● PROMPT 1
Copy the rows exactly, from the line that contains "Query: palm tree" through the final row, with both ends included.

● TEXT PROVIDED
begin
Friday miscellany

April 8, 2016

I had a bunch of things I was going to blog about, and wouldn’t you know it, I can’t remember them now. . .  Well, I’ll come up with something!

Next month, May 6-8, I’m the author guest of honor at the Creative Ink Festival in Vancouver.  It promises to be an excellent time full of writing and art and fun!

The April issue of Lightspeed Magazine is available to purchase and has a new story by me:  “Origin Story.”  Yes, it’s a superhero story — actually it’s a supervillain story.  And yes, it takes place in Commerce City.  It’s the backstory of a character in the third Golden Age book.  The story goes live next week, but if you want to read it early, here’s your chance.

So, how about that Rogue One trailer?  I’ve only seen it twice because, I confess, it reduced me to messy tears the first time, and the second wasn’t much better. Why am I having such an emotional to reaction to it?  Well, I think it’s because it feels exactly like the year-long Star Wars RPG campaign I was part of back in college.  We were a band of secret agents and rogues running missions for the Alliance, and it was fun and serious and gritty and everything Star Wars should be, and way back in 1993 thought we would never get in movie form ever again.  And here we are with what looks like pretty much exactly the movie that would have happened if they’d pulled it straight out of my twenty-year old brain.

It’s a little overwhelming, when pop culture caters to one’s id so directly.  Whew.


The short review:  That totally didn’t suck as much as everyone said it did!

Let me explain.  By the time I got around to seeing this, I was actually eager to find out what had raised so much vitriol among so many people.  I avoided all reviews and spoilers — but really, the headlines were enough.  What was this unholy trainwreck people were describing?  Let’s find out!

To put this in perspective:  Batman v. Superman is a better superhero movie than Spider-Man 3, X-Men 3, Green Lantern, Daredevil, all the Fantastic Four movies, the Shumacher Batman movies, and that Captain America movie from the early 90’s that was so terrible it was never released.

In the end, my only real criteria for the movie was “It’d better not screw up Wonder Woman.”  And — it did not!  Wonder Woman was great!  I’m so happy that my prediction from a couple of years ago was totally wrong.

The breakdown, with SPOILERS!

The Good

  • Wonder Woman.  Just great.  During the big beatdown, she’s lost her sword, her shield, she’s losing, and she gets this wicked little grin on her face before diving back into the battle.  Yeah, that’ll do.
  • Ben Affleck’s Bruce Wayne.  I’ve been an Affleck fangirl for years, and he didn’t disappoint.
  • Jeremy Irons as techie Alfred.
  • All the superhero meetings.  i.e. First time Superman confronts Batman, first time Bruce sees Diana.  Delightful.
  • The post-apocalyptic dream sequence that turns into another dream sequence that was possibly the John Stewart Green Lantern from the future spouting stuff and then Bruce wakes up?  Goofy as hell but I loved it.
  • Seeing Batman, Superman, and Wonder Woman together on the big screen.  Been waiting for this my whole life.
  • I actually cried a little at the end.
end
● PROMPT 2
Repeat the blog post word for word between "To put this" and "as techie Alfred.", inclusive.

● Dataset records
begin
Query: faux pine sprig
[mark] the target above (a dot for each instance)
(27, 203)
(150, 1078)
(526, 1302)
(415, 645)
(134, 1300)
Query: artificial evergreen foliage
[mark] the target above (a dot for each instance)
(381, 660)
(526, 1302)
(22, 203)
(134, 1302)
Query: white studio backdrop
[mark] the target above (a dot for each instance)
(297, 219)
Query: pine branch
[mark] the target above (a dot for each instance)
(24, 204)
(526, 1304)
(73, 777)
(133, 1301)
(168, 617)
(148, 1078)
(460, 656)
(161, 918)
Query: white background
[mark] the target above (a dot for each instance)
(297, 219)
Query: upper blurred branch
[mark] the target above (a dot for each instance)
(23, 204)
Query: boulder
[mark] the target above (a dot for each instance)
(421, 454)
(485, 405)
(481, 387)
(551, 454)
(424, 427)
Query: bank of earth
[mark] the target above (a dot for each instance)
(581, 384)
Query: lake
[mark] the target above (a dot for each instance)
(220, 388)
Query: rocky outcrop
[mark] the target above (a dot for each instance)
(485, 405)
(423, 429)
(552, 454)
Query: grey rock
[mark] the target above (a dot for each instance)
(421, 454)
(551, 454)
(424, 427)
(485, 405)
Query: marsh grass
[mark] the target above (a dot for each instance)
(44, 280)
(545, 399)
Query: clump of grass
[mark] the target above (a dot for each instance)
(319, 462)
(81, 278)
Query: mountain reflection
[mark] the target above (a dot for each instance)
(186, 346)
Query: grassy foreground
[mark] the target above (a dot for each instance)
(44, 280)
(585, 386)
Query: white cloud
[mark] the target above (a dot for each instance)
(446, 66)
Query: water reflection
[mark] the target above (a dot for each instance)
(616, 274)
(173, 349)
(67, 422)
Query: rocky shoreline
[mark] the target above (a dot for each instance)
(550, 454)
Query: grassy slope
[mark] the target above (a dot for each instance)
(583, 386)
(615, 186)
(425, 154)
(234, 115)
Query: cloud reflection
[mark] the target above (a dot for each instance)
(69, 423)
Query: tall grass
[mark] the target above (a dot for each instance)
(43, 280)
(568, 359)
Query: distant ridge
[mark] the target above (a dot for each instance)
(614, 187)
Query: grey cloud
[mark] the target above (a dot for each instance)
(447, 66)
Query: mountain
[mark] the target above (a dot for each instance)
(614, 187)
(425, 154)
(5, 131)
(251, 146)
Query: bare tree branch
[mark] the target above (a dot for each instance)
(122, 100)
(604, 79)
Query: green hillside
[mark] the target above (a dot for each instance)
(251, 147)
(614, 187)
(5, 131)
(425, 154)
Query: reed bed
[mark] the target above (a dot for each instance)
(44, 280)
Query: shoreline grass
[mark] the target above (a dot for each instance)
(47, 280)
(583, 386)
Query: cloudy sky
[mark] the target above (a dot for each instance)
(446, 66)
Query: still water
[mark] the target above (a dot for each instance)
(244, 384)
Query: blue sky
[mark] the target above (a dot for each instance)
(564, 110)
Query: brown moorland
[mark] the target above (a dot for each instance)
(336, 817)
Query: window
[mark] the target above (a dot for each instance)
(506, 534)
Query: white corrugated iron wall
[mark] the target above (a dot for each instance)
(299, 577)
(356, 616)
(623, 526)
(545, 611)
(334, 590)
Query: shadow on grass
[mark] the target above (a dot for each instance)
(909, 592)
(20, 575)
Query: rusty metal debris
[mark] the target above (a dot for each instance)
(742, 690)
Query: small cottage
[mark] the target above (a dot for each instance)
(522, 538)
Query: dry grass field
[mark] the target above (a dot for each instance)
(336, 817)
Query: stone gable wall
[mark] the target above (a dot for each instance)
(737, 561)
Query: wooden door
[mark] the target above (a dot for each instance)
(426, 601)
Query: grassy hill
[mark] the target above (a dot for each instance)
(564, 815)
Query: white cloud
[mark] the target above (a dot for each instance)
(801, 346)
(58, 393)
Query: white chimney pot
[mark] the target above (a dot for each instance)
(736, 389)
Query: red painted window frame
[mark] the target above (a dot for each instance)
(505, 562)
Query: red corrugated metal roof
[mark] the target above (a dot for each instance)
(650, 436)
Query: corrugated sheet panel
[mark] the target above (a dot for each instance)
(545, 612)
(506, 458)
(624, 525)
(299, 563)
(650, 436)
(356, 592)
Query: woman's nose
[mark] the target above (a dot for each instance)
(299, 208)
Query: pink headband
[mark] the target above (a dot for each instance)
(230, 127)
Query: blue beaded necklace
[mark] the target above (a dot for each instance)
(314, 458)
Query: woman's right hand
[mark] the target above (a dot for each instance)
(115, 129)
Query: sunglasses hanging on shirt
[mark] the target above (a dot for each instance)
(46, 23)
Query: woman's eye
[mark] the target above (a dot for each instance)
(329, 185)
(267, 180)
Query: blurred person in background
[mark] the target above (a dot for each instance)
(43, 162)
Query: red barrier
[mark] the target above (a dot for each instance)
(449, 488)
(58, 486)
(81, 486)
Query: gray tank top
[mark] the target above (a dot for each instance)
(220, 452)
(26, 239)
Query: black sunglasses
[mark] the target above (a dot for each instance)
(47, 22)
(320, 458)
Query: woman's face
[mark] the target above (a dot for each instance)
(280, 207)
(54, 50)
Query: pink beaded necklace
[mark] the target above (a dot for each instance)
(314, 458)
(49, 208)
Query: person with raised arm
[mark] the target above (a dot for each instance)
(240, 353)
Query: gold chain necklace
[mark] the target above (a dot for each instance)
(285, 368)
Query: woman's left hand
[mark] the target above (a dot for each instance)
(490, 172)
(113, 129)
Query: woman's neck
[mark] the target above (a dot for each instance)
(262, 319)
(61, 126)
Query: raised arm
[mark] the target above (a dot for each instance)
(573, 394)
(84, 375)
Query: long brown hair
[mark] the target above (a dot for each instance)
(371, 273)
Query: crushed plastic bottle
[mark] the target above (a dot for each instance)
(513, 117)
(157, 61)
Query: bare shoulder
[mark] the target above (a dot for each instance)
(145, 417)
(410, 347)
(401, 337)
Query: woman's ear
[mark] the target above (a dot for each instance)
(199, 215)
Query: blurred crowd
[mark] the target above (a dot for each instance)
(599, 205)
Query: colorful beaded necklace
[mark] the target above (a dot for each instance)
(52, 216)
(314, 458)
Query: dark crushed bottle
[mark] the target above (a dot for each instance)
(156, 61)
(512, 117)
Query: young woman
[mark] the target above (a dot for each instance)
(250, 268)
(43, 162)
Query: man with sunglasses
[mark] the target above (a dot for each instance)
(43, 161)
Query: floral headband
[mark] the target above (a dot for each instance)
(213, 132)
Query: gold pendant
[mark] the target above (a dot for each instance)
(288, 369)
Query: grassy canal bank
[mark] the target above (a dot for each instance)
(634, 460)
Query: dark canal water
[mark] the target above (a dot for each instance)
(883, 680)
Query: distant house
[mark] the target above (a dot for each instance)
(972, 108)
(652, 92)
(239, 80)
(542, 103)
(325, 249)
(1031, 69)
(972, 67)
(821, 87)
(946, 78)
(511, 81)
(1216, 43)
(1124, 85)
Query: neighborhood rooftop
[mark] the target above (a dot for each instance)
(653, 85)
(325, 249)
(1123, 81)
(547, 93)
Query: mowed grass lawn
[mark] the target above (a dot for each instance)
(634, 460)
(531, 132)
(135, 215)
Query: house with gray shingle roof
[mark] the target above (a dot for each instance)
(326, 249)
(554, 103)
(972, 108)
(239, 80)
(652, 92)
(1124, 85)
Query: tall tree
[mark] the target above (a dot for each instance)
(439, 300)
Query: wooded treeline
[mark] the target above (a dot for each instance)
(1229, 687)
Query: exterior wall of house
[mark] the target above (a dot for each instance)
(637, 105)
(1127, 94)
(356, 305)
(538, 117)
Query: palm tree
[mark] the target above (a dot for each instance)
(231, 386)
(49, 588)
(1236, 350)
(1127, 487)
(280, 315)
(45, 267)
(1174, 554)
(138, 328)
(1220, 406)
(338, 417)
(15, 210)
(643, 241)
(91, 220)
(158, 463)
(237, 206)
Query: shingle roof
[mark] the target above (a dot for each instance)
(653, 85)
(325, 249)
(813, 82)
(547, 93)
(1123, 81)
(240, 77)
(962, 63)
end
● WRITTEN REPLY 1
Query: palm tree
[mark] the target above (a dot for each instance)
(231, 386)
(49, 588)
(1236, 350)
(1127, 487)
(280, 315)
(45, 267)
(1174, 554)
(138, 328)
(1220, 406)
(338, 417)
(15, 210)
(643, 241)
(91, 220)
(158, 463)
(237, 206)
Query: shingle roof
[mark] the target above (a dot for each instance)
(653, 85)
(325, 249)
(813, 82)
(547, 93)
(1123, 81)
(240, 77)
(962, 63)

● WRITTEN REPLY 2
To put this in perspective:  Batman v. Superman is a better superhero movie than Spider-Man 3, X-Men 3, Green Lantern, Daredevil, all the Fantastic Four movies, the Shumacher Batman movies, and that Captain America movie from the early 90’s that was so terrible it was never released.

In the end, my only real criteria for the movie was “It’d better not screw up Wonder Woman.”  And — it did not!  Wonder Woman was great!  I’m so happy that my prediction from a couple of years ago was totally wrong.

The breakdown, with SPOILERS!

The Good

  • Wonder Woman.  Just great.  During the big beatdown, she’s lost her sword, her shield, she’s losing, and she gets this wicked little grin on her face before diving back into the battle.  Yeah, that’ll do.
  • Ben Affleck’s Bruce Wayne.  I’ve been an Affleck fangirl for years, and he didn’t disappoint.
  • Jeremy Irons as techie Alfred.